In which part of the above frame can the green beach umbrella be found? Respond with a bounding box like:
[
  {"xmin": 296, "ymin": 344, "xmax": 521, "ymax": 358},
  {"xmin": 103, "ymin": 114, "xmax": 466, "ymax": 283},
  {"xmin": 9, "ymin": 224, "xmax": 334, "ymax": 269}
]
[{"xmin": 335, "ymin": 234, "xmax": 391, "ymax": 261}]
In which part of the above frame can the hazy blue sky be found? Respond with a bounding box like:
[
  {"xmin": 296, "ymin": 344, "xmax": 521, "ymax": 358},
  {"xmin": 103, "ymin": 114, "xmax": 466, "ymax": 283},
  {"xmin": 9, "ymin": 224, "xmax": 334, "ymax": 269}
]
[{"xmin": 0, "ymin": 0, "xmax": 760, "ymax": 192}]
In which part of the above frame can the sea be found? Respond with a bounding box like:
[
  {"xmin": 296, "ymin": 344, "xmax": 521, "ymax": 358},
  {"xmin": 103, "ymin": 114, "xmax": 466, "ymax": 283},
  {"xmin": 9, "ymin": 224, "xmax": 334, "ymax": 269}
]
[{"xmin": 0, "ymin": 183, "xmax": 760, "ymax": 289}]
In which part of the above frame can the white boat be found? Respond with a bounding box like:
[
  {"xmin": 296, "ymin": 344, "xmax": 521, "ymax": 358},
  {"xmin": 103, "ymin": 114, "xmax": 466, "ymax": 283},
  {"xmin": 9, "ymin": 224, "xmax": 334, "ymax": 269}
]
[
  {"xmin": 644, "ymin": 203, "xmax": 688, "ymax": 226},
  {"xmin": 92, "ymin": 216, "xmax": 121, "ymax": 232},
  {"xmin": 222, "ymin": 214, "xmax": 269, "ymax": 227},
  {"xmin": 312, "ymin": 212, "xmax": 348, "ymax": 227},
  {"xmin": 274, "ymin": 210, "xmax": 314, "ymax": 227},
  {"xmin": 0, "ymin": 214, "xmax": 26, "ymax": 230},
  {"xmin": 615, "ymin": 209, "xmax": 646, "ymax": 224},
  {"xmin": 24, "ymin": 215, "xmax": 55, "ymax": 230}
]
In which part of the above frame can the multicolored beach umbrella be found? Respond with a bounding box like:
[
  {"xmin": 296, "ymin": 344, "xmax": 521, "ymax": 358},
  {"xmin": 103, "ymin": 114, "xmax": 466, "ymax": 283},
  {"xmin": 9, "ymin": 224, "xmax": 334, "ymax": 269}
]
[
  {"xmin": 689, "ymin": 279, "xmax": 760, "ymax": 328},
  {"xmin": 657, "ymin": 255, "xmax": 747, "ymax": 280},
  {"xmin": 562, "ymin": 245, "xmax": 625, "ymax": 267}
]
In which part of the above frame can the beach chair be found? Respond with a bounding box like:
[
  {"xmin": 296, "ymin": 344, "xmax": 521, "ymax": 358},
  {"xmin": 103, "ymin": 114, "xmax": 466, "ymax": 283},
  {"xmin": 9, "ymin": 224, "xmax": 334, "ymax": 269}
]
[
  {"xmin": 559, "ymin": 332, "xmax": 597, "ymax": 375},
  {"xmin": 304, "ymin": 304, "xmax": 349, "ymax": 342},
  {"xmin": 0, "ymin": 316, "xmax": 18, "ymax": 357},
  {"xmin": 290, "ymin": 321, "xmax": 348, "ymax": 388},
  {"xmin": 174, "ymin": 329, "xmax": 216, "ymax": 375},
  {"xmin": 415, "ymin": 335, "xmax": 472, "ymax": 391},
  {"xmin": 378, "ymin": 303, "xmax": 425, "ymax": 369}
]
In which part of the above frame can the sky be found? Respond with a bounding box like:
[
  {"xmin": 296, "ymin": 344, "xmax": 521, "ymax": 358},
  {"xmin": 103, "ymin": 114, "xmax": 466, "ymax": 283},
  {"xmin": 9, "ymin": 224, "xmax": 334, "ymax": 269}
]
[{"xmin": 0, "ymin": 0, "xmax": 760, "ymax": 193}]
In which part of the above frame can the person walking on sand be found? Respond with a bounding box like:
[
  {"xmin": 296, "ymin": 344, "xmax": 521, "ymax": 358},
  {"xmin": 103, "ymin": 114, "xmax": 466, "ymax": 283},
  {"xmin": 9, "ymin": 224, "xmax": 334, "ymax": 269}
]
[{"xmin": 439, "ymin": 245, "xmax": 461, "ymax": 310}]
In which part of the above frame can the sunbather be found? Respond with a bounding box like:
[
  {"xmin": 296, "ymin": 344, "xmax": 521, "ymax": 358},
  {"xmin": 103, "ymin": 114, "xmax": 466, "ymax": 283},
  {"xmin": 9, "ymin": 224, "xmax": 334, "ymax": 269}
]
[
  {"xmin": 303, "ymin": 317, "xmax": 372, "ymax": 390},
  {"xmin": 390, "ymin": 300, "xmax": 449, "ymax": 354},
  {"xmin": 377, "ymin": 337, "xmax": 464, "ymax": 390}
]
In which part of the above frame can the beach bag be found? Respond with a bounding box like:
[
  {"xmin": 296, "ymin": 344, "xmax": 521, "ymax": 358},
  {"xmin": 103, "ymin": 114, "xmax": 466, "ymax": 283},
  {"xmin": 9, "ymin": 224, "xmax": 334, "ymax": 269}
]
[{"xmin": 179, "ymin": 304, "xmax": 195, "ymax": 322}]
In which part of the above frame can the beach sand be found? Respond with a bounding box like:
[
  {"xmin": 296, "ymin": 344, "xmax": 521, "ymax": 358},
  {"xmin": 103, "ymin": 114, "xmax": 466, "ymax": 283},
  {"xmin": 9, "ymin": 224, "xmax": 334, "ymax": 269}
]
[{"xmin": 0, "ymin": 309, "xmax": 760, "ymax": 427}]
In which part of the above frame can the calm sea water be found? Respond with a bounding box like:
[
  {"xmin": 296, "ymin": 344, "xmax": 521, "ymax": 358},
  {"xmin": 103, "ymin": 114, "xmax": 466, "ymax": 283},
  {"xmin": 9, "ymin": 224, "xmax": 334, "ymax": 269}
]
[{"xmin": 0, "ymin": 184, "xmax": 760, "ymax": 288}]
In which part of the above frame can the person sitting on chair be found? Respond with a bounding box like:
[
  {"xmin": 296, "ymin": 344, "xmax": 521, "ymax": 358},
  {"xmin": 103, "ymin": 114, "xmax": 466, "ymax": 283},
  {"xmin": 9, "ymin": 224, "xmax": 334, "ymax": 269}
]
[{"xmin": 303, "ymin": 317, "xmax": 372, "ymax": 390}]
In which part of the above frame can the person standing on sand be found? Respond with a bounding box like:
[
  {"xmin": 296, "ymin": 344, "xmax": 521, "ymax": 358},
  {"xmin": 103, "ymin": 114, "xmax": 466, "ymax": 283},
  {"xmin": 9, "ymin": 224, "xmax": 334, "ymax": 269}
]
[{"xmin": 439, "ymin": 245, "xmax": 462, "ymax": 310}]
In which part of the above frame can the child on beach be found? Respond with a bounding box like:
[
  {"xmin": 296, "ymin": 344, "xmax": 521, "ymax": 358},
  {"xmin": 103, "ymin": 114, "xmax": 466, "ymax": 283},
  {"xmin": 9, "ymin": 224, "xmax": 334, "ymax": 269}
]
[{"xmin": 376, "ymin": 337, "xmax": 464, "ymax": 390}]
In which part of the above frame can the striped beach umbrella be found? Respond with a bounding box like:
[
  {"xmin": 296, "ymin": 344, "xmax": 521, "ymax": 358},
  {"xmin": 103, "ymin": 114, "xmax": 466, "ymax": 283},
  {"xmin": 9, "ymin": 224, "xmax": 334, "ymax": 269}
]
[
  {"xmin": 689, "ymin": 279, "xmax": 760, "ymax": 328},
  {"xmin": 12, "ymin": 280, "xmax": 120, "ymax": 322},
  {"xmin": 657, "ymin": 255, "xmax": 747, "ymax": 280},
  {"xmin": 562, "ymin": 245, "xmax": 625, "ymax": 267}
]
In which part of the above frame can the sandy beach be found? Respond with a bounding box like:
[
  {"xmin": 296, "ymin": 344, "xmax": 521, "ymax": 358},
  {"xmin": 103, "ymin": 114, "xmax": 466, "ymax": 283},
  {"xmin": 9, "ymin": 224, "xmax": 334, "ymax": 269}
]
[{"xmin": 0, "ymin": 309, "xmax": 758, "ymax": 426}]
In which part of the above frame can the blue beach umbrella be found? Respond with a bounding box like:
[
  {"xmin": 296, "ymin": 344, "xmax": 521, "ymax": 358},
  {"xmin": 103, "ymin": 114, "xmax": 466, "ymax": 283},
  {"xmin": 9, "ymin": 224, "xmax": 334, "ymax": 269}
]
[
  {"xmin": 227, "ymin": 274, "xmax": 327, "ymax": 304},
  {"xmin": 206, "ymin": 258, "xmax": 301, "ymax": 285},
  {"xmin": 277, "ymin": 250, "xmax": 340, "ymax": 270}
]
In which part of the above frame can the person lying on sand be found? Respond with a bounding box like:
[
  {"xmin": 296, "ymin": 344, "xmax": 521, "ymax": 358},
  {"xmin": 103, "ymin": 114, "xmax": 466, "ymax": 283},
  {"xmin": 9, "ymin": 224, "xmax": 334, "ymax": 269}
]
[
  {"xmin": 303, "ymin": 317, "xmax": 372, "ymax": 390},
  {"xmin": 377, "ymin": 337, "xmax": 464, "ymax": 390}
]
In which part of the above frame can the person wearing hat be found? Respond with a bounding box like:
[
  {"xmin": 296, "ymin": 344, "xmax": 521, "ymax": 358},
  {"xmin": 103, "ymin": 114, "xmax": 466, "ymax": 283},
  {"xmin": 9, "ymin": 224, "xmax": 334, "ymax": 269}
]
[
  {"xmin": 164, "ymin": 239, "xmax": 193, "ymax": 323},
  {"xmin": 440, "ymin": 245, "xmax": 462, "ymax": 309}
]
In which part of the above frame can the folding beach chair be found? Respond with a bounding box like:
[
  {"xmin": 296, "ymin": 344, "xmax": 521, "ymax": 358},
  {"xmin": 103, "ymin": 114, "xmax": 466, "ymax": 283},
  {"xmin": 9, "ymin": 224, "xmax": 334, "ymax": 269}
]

..........

> Task directions
Reproduce the entries starting with the line containing "In which part of the above frame can the person wearing" and continuing through the end of the entries, requests included. Scale every bounding-box coordinate in the answers by 0.3 and round to whole numbers, with halves rounded up, while leaving the requests and their sample boxes unchanged.

> Finished exercise
In which part of the above frame can the person wearing hat be found? Respond with a bounding box like:
[
  {"xmin": 296, "ymin": 344, "xmax": 521, "ymax": 358},
  {"xmin": 103, "ymin": 114, "xmax": 466, "ymax": 283},
  {"xmin": 9, "ymin": 224, "xmax": 334, "ymax": 269}
]
[
  {"xmin": 49, "ymin": 72, "xmax": 58, "ymax": 97},
  {"xmin": 132, "ymin": 74, "xmax": 139, "ymax": 93}
]
In which part of the above frame can the folding beach chair be found? Respond with a bounding box like:
[
  {"xmin": 296, "ymin": 344, "xmax": 521, "ymax": 358},
  {"xmin": 103, "ymin": 114, "xmax": 466, "ymax": 283},
  {"xmin": 9, "ymin": 224, "xmax": 334, "ymax": 269}
]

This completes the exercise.